Reading passage =
* Begin *

LEAD: IN the battle among banks for retail customers, the victors are likely to be those that use high technology best. So banks are now spending more than $10 billion a year on electronic technology to attract more customers, serve them more efficiently and keep staffs free to sell more profitable products.
IN the battle among banks for retail customers, the victors are likely to be those that use high technology best. So banks are now spending more than $10 billion a year on electronic technology to attract more customers, serve them more efficiently and keep staffs free to sell more profitable products.
The contest is evident everywhere. Customers of the People's Bank of Bridgeport, Conn., can call from auto showrooms to arrange a loan in as little as 15 minutes. Chase Manhattan promotes its credit cards by listing 34 features, including a free worldwide message network and a legal services program. Teller machines of the National Bank of Commerce in Memphis dispense coupons redeemable for Campbell soups. When the Dollar Dry Dock Savings Bank of New York was raiding customers from a nearby Chemical Bank branch, Dollar Dry Dock teller machines were programmed to flash a reminder about free gifts every time a Chemical customer slipped in a card.

* End *

Task instructions =
1) Answer these questions from the article on banks and technology:
(a) How much are banks spending each year on electronic technology?
(b) How many features does Chase Manhattan list to promote its credit cards?
(c) What do the teller machines of the National Bank of Commerce in Memphis dispense?
2) Carry the article on banks and technology further, starting after its final sentence about the Dollar Dry Dock teller machines.

Data section =
* Begin *

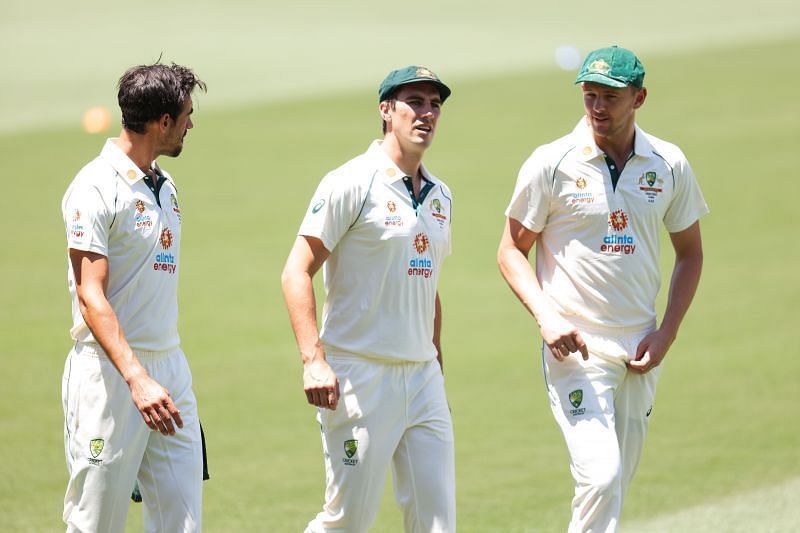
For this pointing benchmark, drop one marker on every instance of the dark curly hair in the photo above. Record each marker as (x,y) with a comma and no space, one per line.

* End *

Results of the tasks =
1)
(a) More than $10 billion a year.
(b) 34 features.
(c) Coupons redeemable for Campbell soups.

2)
These skirmishes reflect the struggle to wring profits from retail banking and the extent to which innovative marketing will depend on technology. Automated teller machines, telephones and plastic cards are the weapons. Long gone are the days when banks could be content to pump out generic Visas and Mastercards. Now they are trying to become brand names in their own right.
The cashless society is still a long way off, but banks are hastening the day when going cash-less might be easier than going card-less. Twenty years ago, when Chemical Bank installed the nation's first automated teller machine, it was a primitive contraption that did nothing but dispense cash in $15 and $30 lots. Back then, BankAmericard, the forerunner of Visa, was a local program of the California-based Bank of America. And when a customer called a bank, another live person came on the line. Following Customers Everywhere
Now, a web of computers, telephones and plastic cards lets banks serve their customers wherever they travel and work. ''The credit cards allowed banks to follow their customers across state lines and provide banking services nationally, despite the antiquated branching laws,'' said D. Dale Browning, the president of Colorado National Bank. By giving customers instant loans at any store that accepts credit cards, banks created an industry that is now one of the most profitable parts of their business.
Teller machines now dispense cash down to the penny, accept deposits, transfer money and, in the newest models, help customers apply for mortgages and loans. Banking by phone handles everything from auto loan applications to bill-paying, all with beeps, tones and recordings.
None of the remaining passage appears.